- [WRITTEN INSTRUCTION]:
Everything from the line that contains "like x=187, y=89." through the final line of the records should be written out exactly, and nothing outside that span.

══ GIVEN DATA

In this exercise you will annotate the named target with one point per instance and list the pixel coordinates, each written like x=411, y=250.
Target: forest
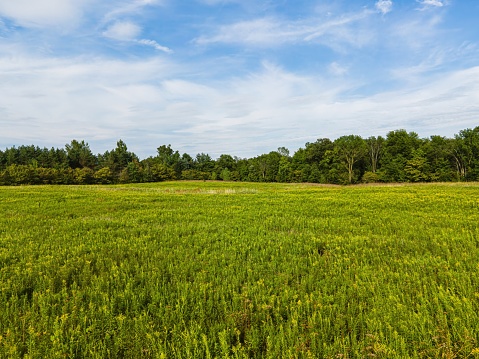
x=401, y=156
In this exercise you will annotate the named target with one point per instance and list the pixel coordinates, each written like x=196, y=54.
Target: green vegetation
x=400, y=157
x=235, y=270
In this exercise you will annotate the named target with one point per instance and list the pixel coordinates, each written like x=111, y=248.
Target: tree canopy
x=399, y=157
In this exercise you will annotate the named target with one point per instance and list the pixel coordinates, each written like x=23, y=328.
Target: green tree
x=79, y=155
x=350, y=149
x=398, y=149
x=375, y=147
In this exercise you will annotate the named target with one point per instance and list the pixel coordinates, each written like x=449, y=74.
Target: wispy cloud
x=45, y=13
x=155, y=45
x=123, y=31
x=426, y=4
x=384, y=6
x=273, y=32
x=152, y=103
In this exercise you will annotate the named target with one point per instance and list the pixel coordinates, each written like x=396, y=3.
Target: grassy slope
x=193, y=269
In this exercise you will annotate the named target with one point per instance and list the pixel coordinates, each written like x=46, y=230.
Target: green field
x=234, y=270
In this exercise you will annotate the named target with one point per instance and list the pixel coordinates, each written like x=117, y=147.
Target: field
x=234, y=270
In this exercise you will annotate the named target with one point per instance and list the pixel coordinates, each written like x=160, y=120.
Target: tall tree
x=350, y=149
x=79, y=155
x=375, y=147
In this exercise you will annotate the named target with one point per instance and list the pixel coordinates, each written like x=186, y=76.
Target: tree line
x=401, y=156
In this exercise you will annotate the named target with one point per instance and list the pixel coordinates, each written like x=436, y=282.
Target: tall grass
x=232, y=270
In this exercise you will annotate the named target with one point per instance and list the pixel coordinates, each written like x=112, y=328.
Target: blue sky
x=242, y=77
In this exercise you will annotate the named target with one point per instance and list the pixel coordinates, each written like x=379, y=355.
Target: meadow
x=239, y=270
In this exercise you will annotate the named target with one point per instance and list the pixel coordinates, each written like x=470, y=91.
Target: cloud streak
x=270, y=32
x=150, y=104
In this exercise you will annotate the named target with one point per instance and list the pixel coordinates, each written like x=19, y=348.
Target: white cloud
x=384, y=6
x=274, y=32
x=337, y=69
x=123, y=31
x=426, y=4
x=155, y=45
x=126, y=8
x=438, y=3
x=151, y=103
x=43, y=13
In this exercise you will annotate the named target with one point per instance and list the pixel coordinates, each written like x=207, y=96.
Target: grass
x=235, y=270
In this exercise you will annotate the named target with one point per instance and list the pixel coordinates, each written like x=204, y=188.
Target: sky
x=238, y=77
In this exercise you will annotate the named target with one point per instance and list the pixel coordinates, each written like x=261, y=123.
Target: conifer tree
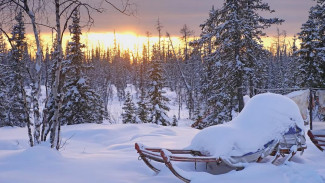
x=80, y=103
x=142, y=110
x=129, y=115
x=175, y=122
x=232, y=63
x=157, y=101
x=312, y=48
x=18, y=112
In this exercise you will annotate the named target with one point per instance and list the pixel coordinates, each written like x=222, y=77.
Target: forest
x=210, y=74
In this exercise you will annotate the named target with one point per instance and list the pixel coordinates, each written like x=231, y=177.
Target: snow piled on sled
x=265, y=117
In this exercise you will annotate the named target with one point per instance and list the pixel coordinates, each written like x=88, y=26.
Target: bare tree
x=63, y=12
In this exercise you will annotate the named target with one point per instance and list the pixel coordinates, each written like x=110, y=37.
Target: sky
x=173, y=14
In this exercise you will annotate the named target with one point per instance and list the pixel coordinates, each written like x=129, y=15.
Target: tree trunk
x=55, y=88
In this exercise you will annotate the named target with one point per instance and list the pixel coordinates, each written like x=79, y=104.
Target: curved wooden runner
x=318, y=138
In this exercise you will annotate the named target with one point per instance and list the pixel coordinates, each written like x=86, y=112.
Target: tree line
x=209, y=74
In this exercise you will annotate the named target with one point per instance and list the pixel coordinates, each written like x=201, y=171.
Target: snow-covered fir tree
x=18, y=111
x=157, y=101
x=142, y=110
x=175, y=122
x=312, y=48
x=231, y=64
x=80, y=103
x=129, y=110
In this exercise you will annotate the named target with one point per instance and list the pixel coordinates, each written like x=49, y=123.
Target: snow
x=265, y=117
x=103, y=153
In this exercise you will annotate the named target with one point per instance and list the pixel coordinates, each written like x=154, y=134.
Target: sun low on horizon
x=131, y=42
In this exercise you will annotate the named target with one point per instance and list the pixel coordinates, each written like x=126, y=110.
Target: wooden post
x=311, y=109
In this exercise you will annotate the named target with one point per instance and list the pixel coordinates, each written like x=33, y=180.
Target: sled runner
x=292, y=142
x=269, y=125
x=318, y=138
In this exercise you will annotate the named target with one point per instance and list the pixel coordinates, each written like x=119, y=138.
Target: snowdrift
x=266, y=117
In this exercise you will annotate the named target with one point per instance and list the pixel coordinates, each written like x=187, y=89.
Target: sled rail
x=318, y=138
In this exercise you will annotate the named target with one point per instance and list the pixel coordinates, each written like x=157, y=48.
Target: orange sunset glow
x=131, y=41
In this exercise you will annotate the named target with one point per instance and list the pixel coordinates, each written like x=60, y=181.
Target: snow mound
x=265, y=117
x=39, y=153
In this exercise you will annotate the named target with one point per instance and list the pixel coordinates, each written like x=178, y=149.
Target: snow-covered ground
x=104, y=153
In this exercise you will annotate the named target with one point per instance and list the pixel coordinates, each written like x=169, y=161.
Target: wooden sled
x=168, y=156
x=291, y=143
x=318, y=138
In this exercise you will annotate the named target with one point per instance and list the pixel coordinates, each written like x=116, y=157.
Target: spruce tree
x=312, y=48
x=18, y=111
x=80, y=103
x=142, y=110
x=129, y=115
x=231, y=64
x=175, y=122
x=157, y=101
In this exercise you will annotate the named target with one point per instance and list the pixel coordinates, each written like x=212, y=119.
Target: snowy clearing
x=105, y=153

════

- [REPLY]:
In this exercise you will annotate the named target with one point per instance and list the pixel coordinates, each written like x=187, y=89.
Target: sled rail
x=318, y=138
In this exercise you will annotate the named target with one point per instance and list the pixel coordinates, each written like x=157, y=48.
Target: orange sunset glow
x=131, y=41
In this exercise you will annotate the named target with one point per instance and list the pixel coordinates, each written like x=60, y=181.
Target: snow mound
x=265, y=117
x=39, y=153
In this exercise you will annotate the named target with one point per instance and list the pixel coordinates, each written like x=178, y=149.
Target: snow-covered ground
x=104, y=153
In this exercise you will annotate the named target with one point per instance and list the pixel coordinates, each written like x=169, y=161.
Target: wooden sled
x=168, y=156
x=291, y=143
x=318, y=138
In this exercise you will annotate the named target with one point per instance and list the pixel coordinates, each written like x=116, y=157.
Target: spruce tree
x=312, y=48
x=18, y=111
x=80, y=103
x=142, y=110
x=129, y=115
x=231, y=64
x=175, y=122
x=157, y=101
In this exercise you will annotate the named target with one point per instance and list the pixel coordinates, each written like x=212, y=119.
Target: snowy clearing
x=105, y=153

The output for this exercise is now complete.